(Work to be completed):
The exercise calls for a faithful copy of all the data.

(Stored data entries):
== == ==

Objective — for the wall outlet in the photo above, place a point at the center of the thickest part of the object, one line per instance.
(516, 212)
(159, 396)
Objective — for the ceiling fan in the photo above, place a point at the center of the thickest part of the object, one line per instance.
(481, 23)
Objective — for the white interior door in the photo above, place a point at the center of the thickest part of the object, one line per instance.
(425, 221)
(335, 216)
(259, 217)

== == ==

(Answer to this task):
Objective — for the wall outlet in the photo above, place a point at the center of the thickest part of the object, one line per instance.
(516, 212)
(159, 396)
Objective — for the ceiling fan in the photo above, place a point at the center of the thickest part of the object, one line per instance.
(481, 23)
Objective — for the white interior door in the photo above, place a point at the center of the thickest part of the object, one line per instance.
(425, 221)
(335, 216)
(259, 217)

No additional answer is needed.